*The data*.
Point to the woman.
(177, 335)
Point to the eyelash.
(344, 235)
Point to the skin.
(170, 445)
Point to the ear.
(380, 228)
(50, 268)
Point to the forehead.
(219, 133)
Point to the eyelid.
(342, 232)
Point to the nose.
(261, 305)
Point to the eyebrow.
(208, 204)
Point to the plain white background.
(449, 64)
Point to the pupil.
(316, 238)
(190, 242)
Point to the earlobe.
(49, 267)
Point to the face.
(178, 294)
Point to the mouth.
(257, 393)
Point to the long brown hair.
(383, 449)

*Exercise directions*.
Your answer is the line containing "Point to the ear." plus every line after it through the end of the entries, given again exactly and alone.

*Solution for this exercise*.
Point to the ear.
(380, 228)
(50, 268)
Point to the forehead.
(219, 133)
Point to the eyelid.
(342, 232)
Point to the nose.
(261, 305)
Point to the eyebrow.
(208, 204)
Point to the plain white background.
(449, 64)
Point to the pupil.
(316, 238)
(190, 242)
Point to the earlobe.
(49, 267)
Point to the face.
(178, 294)
Point to the mouth.
(257, 393)
Point to the long brown hair.
(383, 449)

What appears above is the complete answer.